╭─ RECORD SET

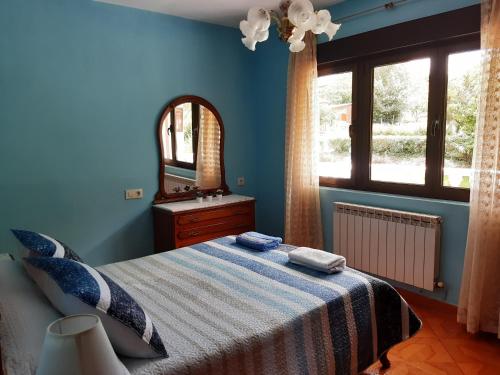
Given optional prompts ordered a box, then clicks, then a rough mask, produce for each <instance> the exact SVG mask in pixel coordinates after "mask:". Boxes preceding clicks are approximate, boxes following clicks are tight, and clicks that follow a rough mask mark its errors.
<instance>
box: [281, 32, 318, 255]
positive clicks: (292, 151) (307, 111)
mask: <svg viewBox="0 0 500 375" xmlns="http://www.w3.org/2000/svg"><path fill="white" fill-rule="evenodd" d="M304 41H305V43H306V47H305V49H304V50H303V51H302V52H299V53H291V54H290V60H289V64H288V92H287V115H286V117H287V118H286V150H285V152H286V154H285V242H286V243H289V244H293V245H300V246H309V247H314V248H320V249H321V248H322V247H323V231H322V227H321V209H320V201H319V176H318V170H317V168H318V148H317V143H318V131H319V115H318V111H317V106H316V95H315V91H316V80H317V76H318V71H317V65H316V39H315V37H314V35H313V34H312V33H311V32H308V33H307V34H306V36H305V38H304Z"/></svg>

╰─
╭─ RECORD SET

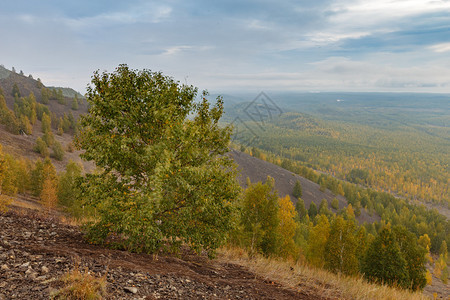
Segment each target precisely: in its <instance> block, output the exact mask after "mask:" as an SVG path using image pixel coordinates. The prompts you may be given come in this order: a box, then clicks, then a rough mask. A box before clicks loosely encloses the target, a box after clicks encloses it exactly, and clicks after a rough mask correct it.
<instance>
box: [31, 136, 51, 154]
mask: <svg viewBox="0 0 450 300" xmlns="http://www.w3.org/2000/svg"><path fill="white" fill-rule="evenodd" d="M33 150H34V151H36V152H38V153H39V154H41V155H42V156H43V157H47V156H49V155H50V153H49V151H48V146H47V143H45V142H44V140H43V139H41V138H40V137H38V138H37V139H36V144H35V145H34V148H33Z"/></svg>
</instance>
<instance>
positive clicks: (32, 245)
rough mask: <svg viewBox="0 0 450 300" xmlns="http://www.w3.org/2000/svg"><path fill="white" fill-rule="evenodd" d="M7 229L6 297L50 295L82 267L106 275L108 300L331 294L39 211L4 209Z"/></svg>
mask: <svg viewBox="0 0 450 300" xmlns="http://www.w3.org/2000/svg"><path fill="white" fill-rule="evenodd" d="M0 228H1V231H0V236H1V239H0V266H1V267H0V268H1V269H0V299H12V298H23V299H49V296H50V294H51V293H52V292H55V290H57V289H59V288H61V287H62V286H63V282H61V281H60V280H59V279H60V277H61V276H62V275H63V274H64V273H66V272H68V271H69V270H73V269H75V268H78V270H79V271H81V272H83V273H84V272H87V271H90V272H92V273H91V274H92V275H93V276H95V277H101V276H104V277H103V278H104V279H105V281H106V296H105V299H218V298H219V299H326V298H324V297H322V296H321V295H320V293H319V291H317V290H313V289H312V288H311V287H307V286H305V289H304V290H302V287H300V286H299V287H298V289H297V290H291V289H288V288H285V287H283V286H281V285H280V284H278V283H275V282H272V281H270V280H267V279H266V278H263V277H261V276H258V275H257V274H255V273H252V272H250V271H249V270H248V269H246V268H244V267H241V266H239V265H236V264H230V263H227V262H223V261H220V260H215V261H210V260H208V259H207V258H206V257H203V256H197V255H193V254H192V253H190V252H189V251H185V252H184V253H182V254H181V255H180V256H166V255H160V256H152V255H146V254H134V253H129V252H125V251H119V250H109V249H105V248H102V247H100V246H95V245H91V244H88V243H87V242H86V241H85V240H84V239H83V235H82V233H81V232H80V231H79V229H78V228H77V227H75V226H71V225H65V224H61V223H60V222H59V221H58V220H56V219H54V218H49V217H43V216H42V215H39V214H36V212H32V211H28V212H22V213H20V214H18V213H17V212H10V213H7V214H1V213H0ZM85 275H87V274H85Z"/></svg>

╰─

* _EXERCISE DESCRIPTION_
After locating the line with "Given optional prompts" above, return that line and every later line through the one with "box: [281, 32, 318, 255]", word for word and with nothing else.

* _SOLUTION TO THIS EXERCISE_
Given optional prompts ordered a box, then clicks, then a rough mask, produce for each <instance> the exact SVG mask in pixel coordinates after "mask:". Boxes preceding clicks are approximate, boxes following clicks are tight, and clicks that follow a rough mask mark its errors.
<instance>
box: [281, 32, 318, 255]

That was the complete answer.